Supplied records >>
——————————

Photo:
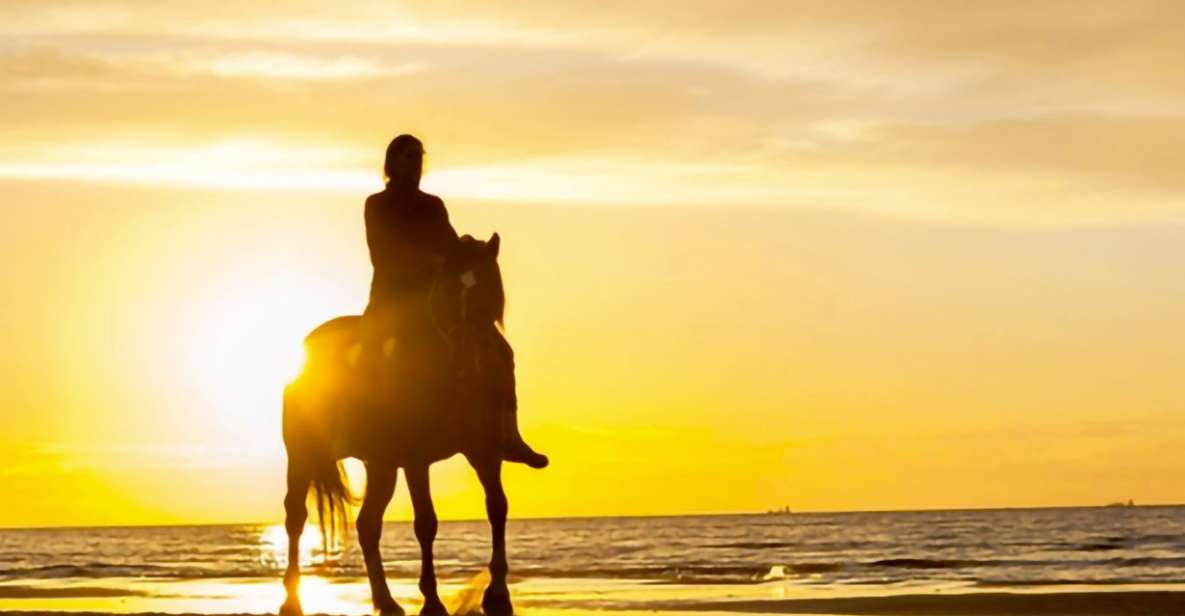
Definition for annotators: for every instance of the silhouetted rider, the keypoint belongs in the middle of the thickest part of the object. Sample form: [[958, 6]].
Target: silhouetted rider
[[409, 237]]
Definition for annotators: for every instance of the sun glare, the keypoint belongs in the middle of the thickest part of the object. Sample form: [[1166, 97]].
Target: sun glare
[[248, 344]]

——————————

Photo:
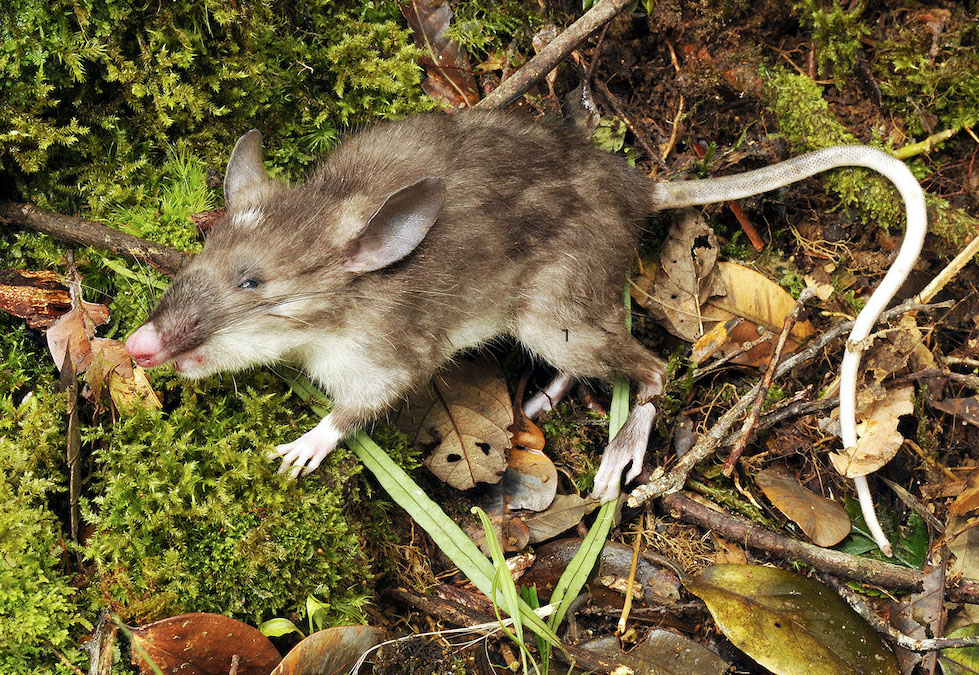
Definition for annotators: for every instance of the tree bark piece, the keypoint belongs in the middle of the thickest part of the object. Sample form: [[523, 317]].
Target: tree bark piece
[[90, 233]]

——————————

Description of the task >> Go line by line through the data above and report each one that holds the string "thickest".

Solution >>
Definition for annotators: for every instance of the silhouetted rider, the keypoint belongs in the middle of the thickest part of the object. Sample form: [[958, 6]].
Definition for annotators: for every instance of the sun glare, the keypoint belongs in the middle of the thickest part of the object. Sample form: [[1166, 97]].
Definition for annotators: for every instance of the tree bark piece, the keypoint belongs in the middle of the thickest part of the object. Sample form: [[523, 317]].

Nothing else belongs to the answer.